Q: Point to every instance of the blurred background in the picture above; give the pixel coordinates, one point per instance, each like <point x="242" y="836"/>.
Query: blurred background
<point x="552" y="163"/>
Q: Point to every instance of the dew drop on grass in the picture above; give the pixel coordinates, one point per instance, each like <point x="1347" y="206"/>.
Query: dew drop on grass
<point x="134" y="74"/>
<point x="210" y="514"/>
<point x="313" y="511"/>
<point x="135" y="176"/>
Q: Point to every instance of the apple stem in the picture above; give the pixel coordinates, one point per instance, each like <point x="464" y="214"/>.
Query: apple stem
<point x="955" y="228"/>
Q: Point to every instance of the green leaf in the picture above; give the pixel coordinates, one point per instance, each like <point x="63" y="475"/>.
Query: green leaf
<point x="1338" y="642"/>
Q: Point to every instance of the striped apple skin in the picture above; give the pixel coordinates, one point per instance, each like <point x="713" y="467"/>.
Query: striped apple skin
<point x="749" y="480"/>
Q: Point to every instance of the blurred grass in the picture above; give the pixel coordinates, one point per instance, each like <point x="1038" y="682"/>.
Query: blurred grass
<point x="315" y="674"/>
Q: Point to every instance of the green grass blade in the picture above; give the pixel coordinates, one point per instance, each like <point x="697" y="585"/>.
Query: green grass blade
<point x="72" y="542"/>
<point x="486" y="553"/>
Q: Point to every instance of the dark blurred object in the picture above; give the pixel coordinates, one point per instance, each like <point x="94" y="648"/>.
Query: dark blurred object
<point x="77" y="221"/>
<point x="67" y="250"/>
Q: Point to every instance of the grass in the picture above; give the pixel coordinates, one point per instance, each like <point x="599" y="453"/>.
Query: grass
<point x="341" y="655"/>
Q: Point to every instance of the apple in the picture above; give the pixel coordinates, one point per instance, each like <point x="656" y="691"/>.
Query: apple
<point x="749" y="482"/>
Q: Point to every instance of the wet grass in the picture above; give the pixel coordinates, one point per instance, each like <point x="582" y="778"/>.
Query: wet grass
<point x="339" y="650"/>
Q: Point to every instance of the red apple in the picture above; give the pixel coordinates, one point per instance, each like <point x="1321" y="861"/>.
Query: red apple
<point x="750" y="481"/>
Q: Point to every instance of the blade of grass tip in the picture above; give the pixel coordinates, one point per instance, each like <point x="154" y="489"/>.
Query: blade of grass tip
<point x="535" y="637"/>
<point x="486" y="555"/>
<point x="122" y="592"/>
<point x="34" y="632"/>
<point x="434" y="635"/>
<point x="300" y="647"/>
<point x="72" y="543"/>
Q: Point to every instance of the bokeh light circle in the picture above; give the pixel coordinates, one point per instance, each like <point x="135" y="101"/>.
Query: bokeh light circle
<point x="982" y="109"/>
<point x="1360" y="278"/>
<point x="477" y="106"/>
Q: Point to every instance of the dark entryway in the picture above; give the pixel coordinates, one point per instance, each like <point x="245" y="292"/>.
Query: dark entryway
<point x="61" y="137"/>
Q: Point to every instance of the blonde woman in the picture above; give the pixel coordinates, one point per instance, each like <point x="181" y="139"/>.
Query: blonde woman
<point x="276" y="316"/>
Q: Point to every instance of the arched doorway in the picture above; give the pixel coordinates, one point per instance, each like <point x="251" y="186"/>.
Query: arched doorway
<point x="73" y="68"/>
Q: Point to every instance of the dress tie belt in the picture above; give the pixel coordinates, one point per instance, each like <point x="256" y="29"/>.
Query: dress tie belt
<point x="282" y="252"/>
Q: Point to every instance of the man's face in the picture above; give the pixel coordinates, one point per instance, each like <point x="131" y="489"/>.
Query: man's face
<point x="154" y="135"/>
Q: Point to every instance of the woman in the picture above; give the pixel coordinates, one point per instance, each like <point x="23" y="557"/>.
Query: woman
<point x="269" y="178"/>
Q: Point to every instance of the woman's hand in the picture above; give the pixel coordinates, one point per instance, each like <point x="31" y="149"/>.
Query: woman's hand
○ ○ ○ ○ ○
§ Problem details:
Report back each line in the material above that contains the string "hand".

§ Answer section:
Q: Point to every instance of the woman's hand in the picture above; give the pixel coordinates, one point per instance, each like <point x="31" y="149"/>.
Query: woman's hand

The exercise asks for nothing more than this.